[begin Supplied records]

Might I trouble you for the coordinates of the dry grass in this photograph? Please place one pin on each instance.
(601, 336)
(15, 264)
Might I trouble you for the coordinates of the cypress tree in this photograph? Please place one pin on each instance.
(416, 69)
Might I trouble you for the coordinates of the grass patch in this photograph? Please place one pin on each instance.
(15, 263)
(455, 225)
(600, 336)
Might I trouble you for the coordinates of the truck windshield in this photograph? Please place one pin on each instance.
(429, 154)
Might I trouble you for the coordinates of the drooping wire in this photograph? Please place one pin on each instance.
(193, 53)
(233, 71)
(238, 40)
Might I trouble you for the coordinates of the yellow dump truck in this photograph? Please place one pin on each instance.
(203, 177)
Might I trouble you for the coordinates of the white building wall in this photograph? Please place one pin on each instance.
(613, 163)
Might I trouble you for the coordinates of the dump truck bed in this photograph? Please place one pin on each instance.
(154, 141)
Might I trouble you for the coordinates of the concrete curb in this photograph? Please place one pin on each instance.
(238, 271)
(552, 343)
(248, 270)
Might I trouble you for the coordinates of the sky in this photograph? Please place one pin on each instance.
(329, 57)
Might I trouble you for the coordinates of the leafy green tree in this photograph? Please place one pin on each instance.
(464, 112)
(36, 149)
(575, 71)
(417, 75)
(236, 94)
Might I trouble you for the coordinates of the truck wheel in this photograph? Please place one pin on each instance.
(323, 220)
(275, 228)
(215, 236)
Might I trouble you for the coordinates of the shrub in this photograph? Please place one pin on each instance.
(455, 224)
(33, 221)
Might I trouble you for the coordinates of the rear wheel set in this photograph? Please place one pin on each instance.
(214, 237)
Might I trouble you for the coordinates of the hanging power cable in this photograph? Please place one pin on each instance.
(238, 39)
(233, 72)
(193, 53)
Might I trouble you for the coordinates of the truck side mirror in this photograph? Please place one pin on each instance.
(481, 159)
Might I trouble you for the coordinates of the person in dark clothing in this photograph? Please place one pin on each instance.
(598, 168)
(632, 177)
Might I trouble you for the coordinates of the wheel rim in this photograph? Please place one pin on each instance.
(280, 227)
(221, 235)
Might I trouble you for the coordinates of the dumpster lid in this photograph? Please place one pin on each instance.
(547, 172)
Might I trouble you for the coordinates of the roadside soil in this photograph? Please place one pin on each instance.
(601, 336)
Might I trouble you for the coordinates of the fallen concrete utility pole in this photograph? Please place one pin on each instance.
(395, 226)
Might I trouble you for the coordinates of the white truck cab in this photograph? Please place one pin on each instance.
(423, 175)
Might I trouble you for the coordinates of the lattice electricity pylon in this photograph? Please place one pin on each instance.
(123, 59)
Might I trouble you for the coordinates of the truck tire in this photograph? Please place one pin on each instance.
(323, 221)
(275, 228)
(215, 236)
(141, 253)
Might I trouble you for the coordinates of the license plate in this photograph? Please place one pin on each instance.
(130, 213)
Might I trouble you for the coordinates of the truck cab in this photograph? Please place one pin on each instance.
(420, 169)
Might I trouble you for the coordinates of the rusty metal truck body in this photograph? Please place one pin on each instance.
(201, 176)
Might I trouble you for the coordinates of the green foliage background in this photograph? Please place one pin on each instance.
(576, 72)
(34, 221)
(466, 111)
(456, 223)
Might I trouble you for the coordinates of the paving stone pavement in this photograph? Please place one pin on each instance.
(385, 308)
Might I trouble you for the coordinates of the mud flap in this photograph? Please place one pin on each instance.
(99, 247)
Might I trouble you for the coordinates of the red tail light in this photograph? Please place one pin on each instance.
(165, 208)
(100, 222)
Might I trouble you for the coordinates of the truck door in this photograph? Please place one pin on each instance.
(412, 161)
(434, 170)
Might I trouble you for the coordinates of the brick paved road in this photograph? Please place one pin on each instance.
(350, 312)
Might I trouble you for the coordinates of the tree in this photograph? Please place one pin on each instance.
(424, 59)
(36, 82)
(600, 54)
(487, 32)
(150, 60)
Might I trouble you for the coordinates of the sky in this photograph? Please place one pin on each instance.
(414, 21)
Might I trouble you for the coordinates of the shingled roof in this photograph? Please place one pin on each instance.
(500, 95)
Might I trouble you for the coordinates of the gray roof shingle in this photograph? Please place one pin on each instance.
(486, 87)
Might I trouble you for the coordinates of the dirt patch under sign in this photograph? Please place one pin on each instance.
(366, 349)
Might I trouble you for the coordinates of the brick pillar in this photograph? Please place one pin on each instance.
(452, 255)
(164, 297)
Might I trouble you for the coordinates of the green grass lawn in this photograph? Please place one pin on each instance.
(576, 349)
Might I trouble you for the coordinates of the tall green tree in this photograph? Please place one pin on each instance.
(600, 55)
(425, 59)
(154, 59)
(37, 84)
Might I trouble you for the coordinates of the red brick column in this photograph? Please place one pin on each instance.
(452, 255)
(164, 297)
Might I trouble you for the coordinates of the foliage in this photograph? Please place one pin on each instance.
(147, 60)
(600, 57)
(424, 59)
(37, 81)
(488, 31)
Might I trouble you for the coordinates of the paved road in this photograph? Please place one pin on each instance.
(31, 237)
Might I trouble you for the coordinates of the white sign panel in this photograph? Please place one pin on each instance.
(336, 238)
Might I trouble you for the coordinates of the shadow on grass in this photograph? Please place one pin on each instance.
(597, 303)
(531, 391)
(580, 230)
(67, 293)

[end Supplied records]

Reproduce all of the data above without changing a word.

Might I trouble you for the coordinates of the dry grass in this photograph? Please place one pin on each instance.
(601, 336)
(15, 264)
Might I trouble you for the coordinates of the cypress tree in this photograph? Please place one pin on each instance.
(416, 69)
Might I trouble you for the coordinates of the grass patch in this photograph? Please place one pin on each instance.
(15, 263)
(455, 225)
(600, 336)
Might I trouble you for the coordinates of the truck windshield in this photograph? Please place one pin on each instance.
(429, 154)
Might I trouble you for the coordinates of the drooping wire in this photograph? Please place one pin on each instance.
(193, 53)
(233, 71)
(238, 40)
Might I trouble you for the coordinates of the yellow dump truck in this photograph? Please place one pin on each instance.
(203, 177)
Might I trouble you for the coordinates of the white building wall in this photograph? Please place one pin on each instance.
(613, 163)
Might I trouble you for the coordinates of the dump truck bed in this photograph? Please place one pin on each instance.
(154, 141)
Might I trouble you for the coordinates of the concrete curb in this photograph? Please place one pin on each instance.
(238, 271)
(552, 343)
(248, 270)
Might I trouble you for the coordinates of the sky in this photograph? Please place one pin on each instance.
(329, 57)
Might I trouble you for the coordinates of the leafy green tree in this photograph? Please place one pin on each instance.
(464, 112)
(36, 149)
(575, 71)
(417, 75)
(236, 94)
Might I trouble you for the coordinates of the truck wheel in this photograph? Please place one pin on each instance.
(323, 220)
(275, 228)
(215, 236)
Might I trouble you for the coordinates of the shrub in this photograph? Please place one pin on each instance.
(455, 224)
(33, 221)
Might I trouble you for the coordinates of the rear wheel set in this photograph? Please place one pin on each instance.
(214, 237)
Might I trouble you for the coordinates of the hanging power cable in this photograph? Please place one pin on each instance.
(238, 39)
(233, 72)
(193, 53)
Might I trouble you for the coordinates of the truck side mirror in this photograph? Please place one pin on each instance.
(481, 159)
Might I trouble you for the coordinates of the person in dark clothing in this photograph? Please place one pin on each instance.
(598, 168)
(632, 177)
Might I trouble you for the coordinates of the wheel rim in this photograph? Please place one pin on each instance.
(280, 227)
(221, 235)
Might I trouble you for the coordinates of the dumpster lid in this photograph? Please place one pin on each instance.
(547, 172)
Might I trouble you for the coordinates of the roadside soil in this photograph? Please place one pin on each instance.
(601, 336)
Might I trouble you for the coordinates of the fallen concrete utility pole in this photograph? Please place one pin on each instance.
(395, 226)
Might I trouble you for the coordinates of the white truck cab in this photograph? Please place one pin on each instance.
(423, 175)
Might I trouble you for the coordinates of the lattice electricity pylon in this photograph? Please place one pin on each instance.
(123, 59)
Might I trouble you for the coordinates of the truck tire in this photograph? Please place one pin on each instance.
(323, 221)
(275, 228)
(215, 236)
(141, 253)
Might I trouble you for the coordinates of the license plate in this photograph? Please place one pin on each instance.
(130, 213)
Might I trouble you for the coordinates of the truck cab in this photograph? Please place one pin on each instance.
(420, 169)
Might I trouble you for the coordinates of the rusty metal truck body in this photograph? Please place one pin on each instance.
(201, 176)
Might I trouble you for the coordinates of the green foliage background in this photograph? Please place one pin on each instance.
(576, 72)
(34, 221)
(466, 111)
(456, 223)
Might I trouble you for the coordinates of the paving stone pavement in this photograph? Please place one pin on each instance.
(385, 308)
Might I trouble you for the coordinates of the mud flap in this photograph? Please place one pin on each instance.
(99, 247)
Might I trouble you for the coordinates of the red tail light in this photograph? Please place one pin on each instance.
(165, 208)
(100, 222)
Might I trouble you for the coordinates of the truck door in this photograph? Please place one pin on each instance.
(412, 161)
(434, 170)
Might I trouble you for the coordinates of the brick paved road in this photograph? Please place one pin on each instance.
(350, 312)
Might I trouble you for the coordinates of the tree in this photograph? Please place one pin on each instance.
(424, 59)
(36, 82)
(600, 54)
(487, 32)
(150, 60)
Might I trouble you for the coordinates of the sky in this photograph? Please place one pin on each instance.
(414, 21)
Might I trouble you for the coordinates of the shingled roof in this photograph? Please place one pin on each instance.
(500, 95)
Might I trouble you for the coordinates of the gray roof shingle in this photograph? Please place one pin on each instance.
(486, 87)
Might I trouble you for the coordinates of the dirt patch under sign in this photograph? Please place one pin on each instance.
(366, 349)
Might I trouble you for the coordinates of the brick pillar in this photograph? Please place one pin on each instance.
(452, 255)
(164, 297)
Might I trouble you for the coordinates of the green grass lawn in this photograph? Please place one pin on each instance.
(576, 349)
Might I trouble you for the coordinates of the tall green tree in this photograph? Please place one pin on each instance.
(600, 55)
(425, 59)
(154, 59)
(37, 84)
Might I trouble you for the coordinates of the red brick column in this photograph? Please place one pin on each instance.
(452, 255)
(164, 297)
Might I trouble you for the coordinates of the foliage in this photograph? Please place one pin on each instance.
(147, 60)
(600, 57)
(424, 59)
(37, 81)
(488, 31)
Might I trouble you for the coordinates of the paved road in this photograph? Please place one pin on each instance.
(31, 237)
Might I trouble you for the coordinates of the white sign panel in this photograph? Please place one pin on each instance.
(336, 238)
Might I trouble you for the coordinates of the shadow on grass in this photograph? Please place one pin on each instance.
(597, 303)
(531, 391)
(580, 230)
(67, 293)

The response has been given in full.